▶ Material for the task:

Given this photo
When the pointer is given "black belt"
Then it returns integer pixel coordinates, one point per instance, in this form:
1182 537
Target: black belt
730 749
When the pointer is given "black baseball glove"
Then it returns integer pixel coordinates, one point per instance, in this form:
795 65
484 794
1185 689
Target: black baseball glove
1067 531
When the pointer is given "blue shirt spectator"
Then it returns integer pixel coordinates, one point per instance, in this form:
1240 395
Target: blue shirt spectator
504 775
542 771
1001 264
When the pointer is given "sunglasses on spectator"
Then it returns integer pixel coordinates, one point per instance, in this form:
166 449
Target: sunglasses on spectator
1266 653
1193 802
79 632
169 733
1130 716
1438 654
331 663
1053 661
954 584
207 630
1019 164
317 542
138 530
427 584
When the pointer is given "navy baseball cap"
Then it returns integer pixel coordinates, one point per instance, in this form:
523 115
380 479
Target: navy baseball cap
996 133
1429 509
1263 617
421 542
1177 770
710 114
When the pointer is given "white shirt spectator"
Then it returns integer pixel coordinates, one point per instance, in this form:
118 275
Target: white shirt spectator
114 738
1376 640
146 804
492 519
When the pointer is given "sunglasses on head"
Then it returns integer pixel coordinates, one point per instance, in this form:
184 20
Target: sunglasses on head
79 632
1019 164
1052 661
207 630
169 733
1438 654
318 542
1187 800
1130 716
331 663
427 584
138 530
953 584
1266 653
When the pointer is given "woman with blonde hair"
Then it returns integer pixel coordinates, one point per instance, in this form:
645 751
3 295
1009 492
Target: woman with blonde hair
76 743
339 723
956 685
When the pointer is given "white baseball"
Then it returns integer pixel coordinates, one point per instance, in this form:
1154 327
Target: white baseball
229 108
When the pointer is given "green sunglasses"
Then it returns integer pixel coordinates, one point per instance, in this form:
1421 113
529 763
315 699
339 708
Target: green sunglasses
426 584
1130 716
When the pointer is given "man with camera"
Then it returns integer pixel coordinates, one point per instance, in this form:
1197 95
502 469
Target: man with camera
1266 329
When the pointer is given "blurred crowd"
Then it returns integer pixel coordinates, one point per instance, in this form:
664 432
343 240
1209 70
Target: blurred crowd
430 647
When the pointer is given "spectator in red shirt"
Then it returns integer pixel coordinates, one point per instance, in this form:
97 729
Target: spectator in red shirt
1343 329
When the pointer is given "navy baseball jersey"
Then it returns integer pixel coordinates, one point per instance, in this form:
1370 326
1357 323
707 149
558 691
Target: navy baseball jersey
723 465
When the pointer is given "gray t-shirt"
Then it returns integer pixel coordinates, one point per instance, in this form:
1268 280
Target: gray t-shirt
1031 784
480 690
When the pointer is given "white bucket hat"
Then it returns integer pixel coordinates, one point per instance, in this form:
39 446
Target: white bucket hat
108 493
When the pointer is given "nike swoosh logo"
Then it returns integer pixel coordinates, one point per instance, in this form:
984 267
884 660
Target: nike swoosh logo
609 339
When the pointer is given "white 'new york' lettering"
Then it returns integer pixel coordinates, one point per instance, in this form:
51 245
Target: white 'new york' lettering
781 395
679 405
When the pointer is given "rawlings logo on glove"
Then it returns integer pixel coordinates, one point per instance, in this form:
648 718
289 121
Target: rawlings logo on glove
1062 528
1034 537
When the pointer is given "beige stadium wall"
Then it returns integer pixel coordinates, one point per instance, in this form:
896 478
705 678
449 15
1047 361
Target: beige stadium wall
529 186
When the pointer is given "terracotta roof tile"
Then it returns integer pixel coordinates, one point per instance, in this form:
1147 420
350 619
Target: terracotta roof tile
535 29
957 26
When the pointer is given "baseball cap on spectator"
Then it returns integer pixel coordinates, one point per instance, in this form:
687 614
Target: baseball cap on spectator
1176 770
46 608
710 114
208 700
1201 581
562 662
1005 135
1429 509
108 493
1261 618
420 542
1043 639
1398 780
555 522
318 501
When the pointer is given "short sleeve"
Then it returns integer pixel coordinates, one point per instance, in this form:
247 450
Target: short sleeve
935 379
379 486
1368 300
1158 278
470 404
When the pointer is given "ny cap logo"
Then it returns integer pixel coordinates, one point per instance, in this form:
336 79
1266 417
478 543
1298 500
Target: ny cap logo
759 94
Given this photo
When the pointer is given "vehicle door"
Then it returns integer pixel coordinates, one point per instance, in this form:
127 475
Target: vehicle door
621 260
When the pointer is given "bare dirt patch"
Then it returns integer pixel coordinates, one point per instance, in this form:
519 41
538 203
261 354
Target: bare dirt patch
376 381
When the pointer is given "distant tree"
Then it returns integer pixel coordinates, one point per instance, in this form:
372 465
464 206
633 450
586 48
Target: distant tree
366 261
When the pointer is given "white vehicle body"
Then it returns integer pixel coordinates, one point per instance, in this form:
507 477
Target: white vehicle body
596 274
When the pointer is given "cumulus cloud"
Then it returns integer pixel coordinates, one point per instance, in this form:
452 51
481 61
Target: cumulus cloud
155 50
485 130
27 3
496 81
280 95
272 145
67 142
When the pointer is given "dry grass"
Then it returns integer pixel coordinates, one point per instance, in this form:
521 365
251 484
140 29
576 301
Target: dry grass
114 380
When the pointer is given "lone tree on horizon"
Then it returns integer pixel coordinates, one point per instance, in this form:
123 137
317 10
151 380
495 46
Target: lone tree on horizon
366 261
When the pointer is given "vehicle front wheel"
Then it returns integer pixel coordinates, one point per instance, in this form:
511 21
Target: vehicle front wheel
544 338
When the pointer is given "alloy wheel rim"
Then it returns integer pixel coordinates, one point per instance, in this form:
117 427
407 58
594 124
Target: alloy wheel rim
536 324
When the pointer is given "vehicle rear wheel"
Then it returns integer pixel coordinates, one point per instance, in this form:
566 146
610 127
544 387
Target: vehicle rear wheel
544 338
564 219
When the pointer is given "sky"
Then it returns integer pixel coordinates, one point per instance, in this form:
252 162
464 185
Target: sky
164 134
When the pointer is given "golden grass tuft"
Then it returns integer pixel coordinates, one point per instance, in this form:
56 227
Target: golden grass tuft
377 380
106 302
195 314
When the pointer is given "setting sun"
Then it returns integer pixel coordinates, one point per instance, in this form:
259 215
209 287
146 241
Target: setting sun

▶ Problem to work on: Find all the lines with "setting" in the data and copy them.

▶ Answer to the problem:
When the pointer is given "setting sun"
Target: setting sun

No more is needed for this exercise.